-- Data for the task start --

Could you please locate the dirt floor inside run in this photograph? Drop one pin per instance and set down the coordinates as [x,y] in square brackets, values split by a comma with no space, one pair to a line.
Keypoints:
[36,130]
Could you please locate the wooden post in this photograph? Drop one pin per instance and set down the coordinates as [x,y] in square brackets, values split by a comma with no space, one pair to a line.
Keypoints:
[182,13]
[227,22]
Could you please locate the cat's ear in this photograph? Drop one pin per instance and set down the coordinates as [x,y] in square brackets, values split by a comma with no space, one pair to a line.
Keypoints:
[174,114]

-- Data for the task end --

§ **Task brief**
Can you rewrite the stretch of the listing from the line containing "Could you please locate the cat's" through the end of the listing, keeping its request line in place and adding 48 to every coordinate value in its answers?

§ **Output of the task**
Could you please locate the cat's ear in this photograph? Drop one pin per instance and set down the coordinates as [x,y] in square brackets, values split by a comma with no space, one pair to a line.
Keypoints:
[222,162]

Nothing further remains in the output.